* START Source excerpt *

How Does an Estate Plan Protect Your Children?
If you are a parent, protecting your children is one of the most critical jobs.
We protect them by baby-proofing our house when they are toddlers. We hold their hands and keep them close when we go to busy places. We teach them to look both ways before crossing the road. In fact, there is an entire industry dedicated to providing products to help protect your children! There are: outlet covers, baby gates, sun-shades for the beach, floaties for the pool, bike helmets — the list goes on.
We protect our children because we think about the possible worst-case scenarios that our children might find themselves in. We spend countless hours thinking about how to keep them safe while they are still growing and learning.
But do we spend enough time (or any time at all) thinking about the worst-case scenarios that we, as parents, might find ourselves in? How will you protect your children when you can no longer do it yourself?
As an estate planning attorney, I advise parents on the different “products” available to them to protect their children when they are no longer able to. While many of the "products" I recommend truly depend on a family's individual circumstances, everybody can take some general steps to protect their children.
Here are my 3 recommendations that you can do now to protect your minor children if a worst-case scenario happens to you.

* END Source excerpt *
* START Stored rows *

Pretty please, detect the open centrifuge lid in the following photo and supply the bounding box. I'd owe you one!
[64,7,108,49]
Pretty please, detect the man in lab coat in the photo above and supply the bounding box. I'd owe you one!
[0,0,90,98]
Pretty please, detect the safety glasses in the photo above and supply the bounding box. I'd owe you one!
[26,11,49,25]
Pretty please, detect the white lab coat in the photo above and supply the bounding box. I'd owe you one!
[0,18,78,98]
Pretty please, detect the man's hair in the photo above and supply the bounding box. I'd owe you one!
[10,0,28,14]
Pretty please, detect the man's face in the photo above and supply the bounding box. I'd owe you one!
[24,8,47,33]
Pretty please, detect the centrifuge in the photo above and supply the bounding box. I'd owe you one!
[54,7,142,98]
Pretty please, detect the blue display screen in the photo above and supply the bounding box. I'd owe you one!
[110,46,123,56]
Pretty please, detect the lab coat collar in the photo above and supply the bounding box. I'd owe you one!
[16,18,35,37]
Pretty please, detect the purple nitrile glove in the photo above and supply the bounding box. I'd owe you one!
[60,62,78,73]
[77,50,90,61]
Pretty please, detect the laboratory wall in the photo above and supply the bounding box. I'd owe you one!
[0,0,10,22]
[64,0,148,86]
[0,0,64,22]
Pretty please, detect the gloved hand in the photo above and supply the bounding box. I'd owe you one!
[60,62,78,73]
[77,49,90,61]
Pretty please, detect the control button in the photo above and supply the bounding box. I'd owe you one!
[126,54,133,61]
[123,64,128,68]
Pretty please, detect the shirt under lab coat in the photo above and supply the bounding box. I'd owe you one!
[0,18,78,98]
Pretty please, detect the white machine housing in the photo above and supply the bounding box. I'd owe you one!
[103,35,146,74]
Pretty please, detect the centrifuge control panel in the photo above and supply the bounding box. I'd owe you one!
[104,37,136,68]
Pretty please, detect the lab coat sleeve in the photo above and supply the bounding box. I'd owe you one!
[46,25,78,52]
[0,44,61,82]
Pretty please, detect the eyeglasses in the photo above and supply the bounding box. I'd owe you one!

* END Stored rows *

Directions for this task: Continue the estate planning text on protecting children, picking up after its last sentence. These lines are separate material, unrelated to the estate planning text.

Result below:
Put in place a will and name a guardian in that will
If you read my post on naming a guardian (here), you will remember that when you name a guardian, you are ensuring that it is you who chooses that person instead of the court. The "product" you use to name your guardian is a will. A will allows you to clearly communicate who you want to be your child's guardian in a way that will be accepted by the law. In fact, you can even include why that person is important to you in your will.
Create a separate document to name a standby guardian
You might think: wait a second, I just named a guardian in my will! Won't that guardian take care of my children if something happens to me?
The answer is — not necessarily! A guardian and a standby guardian serve different purposes. The guardian named in your will is only considered once you've passed away. Once you can no longer care for your children because you have died, this person will assume parental rights and take legal guardianship.
A standby guardian will allow you to transfer guardianship for a short period. This is needed if something happens to you that makes it difficult or impossible for you to provide care for your children, but you are still alive. A standby guardian will assume parental responsibilities for a limited time while you are still alive. This means that they will not take care of your children when you can manage those needs again.
A standby guardian is named with a separate document from your will. Your standby guardian can take this document to court for approval whenever that worst-case situation happens. This will move through the process more quickly and can protect your children when you are still living, but unable to care for them.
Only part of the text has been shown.